## Outline records
- - -
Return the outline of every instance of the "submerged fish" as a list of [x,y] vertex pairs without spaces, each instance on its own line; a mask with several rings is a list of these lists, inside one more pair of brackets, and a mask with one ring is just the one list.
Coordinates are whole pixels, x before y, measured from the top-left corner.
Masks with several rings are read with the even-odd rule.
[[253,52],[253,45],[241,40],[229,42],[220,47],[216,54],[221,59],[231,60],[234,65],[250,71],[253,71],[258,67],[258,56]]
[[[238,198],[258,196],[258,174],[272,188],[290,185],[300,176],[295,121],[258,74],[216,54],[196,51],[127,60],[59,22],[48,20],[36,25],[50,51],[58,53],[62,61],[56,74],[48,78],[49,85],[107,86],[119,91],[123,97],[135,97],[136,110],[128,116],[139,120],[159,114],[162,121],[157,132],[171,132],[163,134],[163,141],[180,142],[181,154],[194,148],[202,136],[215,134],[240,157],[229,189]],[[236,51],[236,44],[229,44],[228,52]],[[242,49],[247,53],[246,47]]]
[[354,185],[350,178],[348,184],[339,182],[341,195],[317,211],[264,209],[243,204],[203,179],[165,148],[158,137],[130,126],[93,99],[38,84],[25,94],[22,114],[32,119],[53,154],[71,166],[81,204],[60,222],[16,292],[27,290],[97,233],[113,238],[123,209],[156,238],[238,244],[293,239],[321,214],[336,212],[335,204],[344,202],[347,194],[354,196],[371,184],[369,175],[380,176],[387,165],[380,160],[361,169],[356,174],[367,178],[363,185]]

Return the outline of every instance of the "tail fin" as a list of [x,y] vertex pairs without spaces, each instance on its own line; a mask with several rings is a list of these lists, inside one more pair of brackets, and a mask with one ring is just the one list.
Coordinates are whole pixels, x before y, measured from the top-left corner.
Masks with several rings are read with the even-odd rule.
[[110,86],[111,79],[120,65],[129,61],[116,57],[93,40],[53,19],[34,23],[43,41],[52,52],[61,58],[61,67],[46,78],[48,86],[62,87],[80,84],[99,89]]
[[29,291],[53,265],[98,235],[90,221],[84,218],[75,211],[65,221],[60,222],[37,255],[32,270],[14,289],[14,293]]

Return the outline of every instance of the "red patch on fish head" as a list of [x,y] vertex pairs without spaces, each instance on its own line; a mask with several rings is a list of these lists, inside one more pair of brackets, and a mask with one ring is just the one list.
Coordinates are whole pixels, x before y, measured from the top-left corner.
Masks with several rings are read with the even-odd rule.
- - -
## TASK TO COMPLETE
Count how many lines of the material above contain the string "these", and give only that number.

## OUTPUT BELOW
3